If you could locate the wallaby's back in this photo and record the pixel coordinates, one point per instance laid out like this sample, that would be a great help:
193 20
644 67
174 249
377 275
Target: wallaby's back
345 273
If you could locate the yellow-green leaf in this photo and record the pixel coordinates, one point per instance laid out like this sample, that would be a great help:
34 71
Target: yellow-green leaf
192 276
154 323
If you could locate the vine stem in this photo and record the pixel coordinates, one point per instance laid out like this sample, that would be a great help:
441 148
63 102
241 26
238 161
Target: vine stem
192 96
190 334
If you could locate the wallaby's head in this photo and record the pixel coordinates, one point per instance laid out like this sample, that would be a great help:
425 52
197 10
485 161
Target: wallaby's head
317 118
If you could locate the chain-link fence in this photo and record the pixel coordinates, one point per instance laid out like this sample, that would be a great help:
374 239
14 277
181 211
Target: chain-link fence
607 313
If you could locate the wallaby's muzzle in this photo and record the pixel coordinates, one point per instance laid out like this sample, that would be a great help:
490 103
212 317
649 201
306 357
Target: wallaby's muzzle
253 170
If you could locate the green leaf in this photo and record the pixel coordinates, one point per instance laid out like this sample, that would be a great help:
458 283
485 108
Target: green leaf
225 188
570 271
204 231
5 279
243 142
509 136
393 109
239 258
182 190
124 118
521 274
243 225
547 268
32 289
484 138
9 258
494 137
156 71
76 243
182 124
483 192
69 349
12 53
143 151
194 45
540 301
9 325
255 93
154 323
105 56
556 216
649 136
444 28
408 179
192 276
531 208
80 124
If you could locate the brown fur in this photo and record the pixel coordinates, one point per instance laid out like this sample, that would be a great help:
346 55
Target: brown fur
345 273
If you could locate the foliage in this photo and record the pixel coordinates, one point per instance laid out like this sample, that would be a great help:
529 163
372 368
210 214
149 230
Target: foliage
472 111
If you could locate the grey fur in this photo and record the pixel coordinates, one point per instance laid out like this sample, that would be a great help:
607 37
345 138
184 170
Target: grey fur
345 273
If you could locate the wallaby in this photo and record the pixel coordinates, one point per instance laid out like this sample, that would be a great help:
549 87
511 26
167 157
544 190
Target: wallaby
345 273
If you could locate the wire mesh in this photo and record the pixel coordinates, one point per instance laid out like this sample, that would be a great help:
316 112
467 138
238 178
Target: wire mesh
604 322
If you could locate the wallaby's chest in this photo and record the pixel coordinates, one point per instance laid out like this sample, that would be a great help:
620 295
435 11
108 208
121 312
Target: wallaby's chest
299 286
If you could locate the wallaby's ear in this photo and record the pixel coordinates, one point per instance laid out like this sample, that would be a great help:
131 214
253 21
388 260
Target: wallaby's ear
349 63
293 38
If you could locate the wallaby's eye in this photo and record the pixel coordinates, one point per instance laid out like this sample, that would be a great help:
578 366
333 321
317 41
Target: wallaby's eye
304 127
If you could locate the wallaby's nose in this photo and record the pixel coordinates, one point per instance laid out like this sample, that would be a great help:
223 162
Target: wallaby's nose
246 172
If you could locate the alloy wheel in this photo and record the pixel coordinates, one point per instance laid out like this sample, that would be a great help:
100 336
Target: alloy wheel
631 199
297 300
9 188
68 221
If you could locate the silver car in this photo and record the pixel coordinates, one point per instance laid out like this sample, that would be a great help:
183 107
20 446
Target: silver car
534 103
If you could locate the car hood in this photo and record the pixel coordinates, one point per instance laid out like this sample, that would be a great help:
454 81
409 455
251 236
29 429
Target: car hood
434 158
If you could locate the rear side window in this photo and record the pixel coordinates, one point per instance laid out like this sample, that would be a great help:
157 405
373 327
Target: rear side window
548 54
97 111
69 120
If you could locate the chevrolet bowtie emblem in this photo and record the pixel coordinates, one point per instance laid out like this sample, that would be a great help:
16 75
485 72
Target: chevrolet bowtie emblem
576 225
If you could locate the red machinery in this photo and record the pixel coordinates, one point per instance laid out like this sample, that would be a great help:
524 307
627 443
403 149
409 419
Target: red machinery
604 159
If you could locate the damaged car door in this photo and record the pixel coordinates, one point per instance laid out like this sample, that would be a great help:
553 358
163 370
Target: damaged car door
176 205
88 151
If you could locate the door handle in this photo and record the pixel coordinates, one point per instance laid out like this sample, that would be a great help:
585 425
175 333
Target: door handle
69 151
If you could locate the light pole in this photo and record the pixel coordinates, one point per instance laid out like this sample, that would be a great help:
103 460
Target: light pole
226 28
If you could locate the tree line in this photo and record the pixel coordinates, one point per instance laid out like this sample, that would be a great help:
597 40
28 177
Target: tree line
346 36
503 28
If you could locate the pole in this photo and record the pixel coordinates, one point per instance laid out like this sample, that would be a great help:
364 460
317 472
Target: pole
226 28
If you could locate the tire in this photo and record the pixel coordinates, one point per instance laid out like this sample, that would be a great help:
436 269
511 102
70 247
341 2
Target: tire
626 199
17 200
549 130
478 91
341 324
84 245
● ● ● ● ●
Task requirements: Produce an exact copy of the whole listing.

Written solution:
If you could locate the wallaby's back in this photo and record the pixel coordinates, one point per instance laid out like this sample, that would be a great help:
193 20
644 67
174 249
377 275
Target: wallaby's back
345 273
If you could locate the yellow-green leaf in this photo and record the pixel coordinates, one point per instance laid out like this sample, that would be a great help:
34 71
Target: yellow-green leaf
192 276
154 323
If you could locate the vine stem in this photo and record the pixel coordinates, one point per instance laid out like this sample, that would be a great help:
441 148
63 102
241 26
238 161
Target: vine stem
192 96
190 334
If you could locate the wallaby's head in this photo and record the pixel coordinates, one point per instance laid out like this sample, that would be a great help:
425 52
197 10
485 161
Target: wallaby's head
317 118
If you could locate the chain-link fence in this photo and record the pixel coordinates, one point per instance laid out like this sample, that would be a great help:
374 239
14 277
181 211
Target: chain-link fence
607 313
If you could locate the wallaby's muzzle in this photo and record the pixel coordinates, one point per instance laid out like this sample, that would be a great help:
490 103
212 317
649 201
306 357
Target: wallaby's muzzle
253 170
If you could locate the green leaf in this photo and record the pixel coordinates, one point per instance laid out like this sample, that would be a great help:
458 283
485 108
Target: green leaf
225 188
570 271
204 231
5 279
243 142
509 136
393 109
239 258
182 190
124 118
521 274
243 225
547 268
32 289
484 138
9 258
494 137
156 71
76 243
182 124
483 192
69 349
12 53
143 151
194 45
540 301
9 325
255 93
154 323
105 56
556 216
649 136
444 28
408 179
192 276
531 208
80 124
If you could locate the brown fur in this photo and record the pixel coordinates, one point per instance laid out like this sample, that would be a great help:
346 55
Target: brown fur
345 273
If you could locate the foliage in this photo and record the pixel coordinates, one point per instance laid out like this sample, that would be a great help:
529 163
372 368
210 214
149 230
Target: foliage
472 111
If you could locate the grey fur in this photo and record the pixel coordinates, one point per instance laid out like this sample, that would be a great help:
607 37
345 138
184 170
Target: grey fur
345 273
If you could locate the wallaby in this photo and record the pixel coordinates, one point per instance laid out like this sample, that would be a great help:
549 87
511 26
167 157
544 190
Target: wallaby
345 273
If you could locate the wire mesh in this photo and record the pixel coordinates, one point per instance laid out like this sample, that would be a great help:
316 112
467 138
238 178
Target: wire mesh
604 322
If you could locate the wallaby's chest in this photo and record the pixel coordinates, one point per instance laid out like this sample, that would be a great help:
620 295
435 11
108 208
121 312
Target: wallaby's chest
299 286
If you could locate the wallaby's ear in this photo and record the pixel coordinates, one point per instance laid out like this sample, that would be a great help:
131 214
253 21
388 260
Target: wallaby's ear
349 63
293 38
If you could locate the wallaby's eye in this photo and record the pixel coordinates, one point per instance laid out like this sample, that would be a great help:
578 366
333 321
317 41
Target: wallaby's eye
304 127
If you could locate the wallaby's nose in this photo and record the pixel coordinates, one point per instance laid out like this sample, that would be a great help:
223 162
Target: wallaby's nose
246 172
If you could locate the alloy wheel in this photo and record the pixel coordinates, one point per instance laid out like this sample, that would be a great help:
100 336
Target: alloy wheel
631 199
297 300
9 188
68 221
If you could locate the silver car in this photo and record the pixel coordinates, one point per instance laid out like this sample, that would be a great help:
183 107
20 446
Target: silver car
534 103
If you could locate the car hood in this photo and record the pixel coordinates, one point per instance laid out like this sample, that would be a great help:
454 81
409 455
251 236
29 429
Target: car hood
434 158
If you could locate the rear side window in this photo and record the pixel coordinates, one point per instance laid out like this sample, that would be a great help:
157 405
373 327
Target: rear side window
548 54
97 111
69 120
If you could locate the chevrolet bowtie emblem in this photo and record the pixel coordinates, one point per instance laid out like this sample, that would be a great help:
16 75
485 72
Target: chevrolet bowtie emblem
576 225
If you could locate the red machinery in this photo and record the pixel coordinates, one point per instance laid out like this sample, that would be a great help:
524 307
627 443
403 149
409 419
Target: red machinery
604 159
If you could locate the damaged car door in this photo and record the pixel coordinates, one point per instance laid out like this sample, that would be a great help:
553 358
163 370
Target: damaged car door
176 205
88 151
If you could locate the door handle in this photo and record the pixel coordinates, one point per instance laid out like this sample, that would be a great help:
585 425
175 333
Target: door handle
69 151
If you could locate the light pole in this photo and record the pixel coordinates, one point per instance laid out like this sample, that would be a great help:
103 460
Target: light pole
226 28
If you could locate the tree line in this photo and record the pixel coordinates, one point per instance laid out like this sample, that would be a great help:
597 40
28 177
Target: tree line
346 36
503 28
If you could locate the pole in this photo and record the pixel coordinates, one point per instance laid out like this sample, that would be a great help:
364 460
317 472
Target: pole
226 28
If you could locate the tire in this photo and record the pixel coordinates, one point per instance laid out like this sample, that would be a great help:
436 269
511 102
70 247
341 2
Target: tire
626 199
17 200
549 130
478 91
341 324
84 245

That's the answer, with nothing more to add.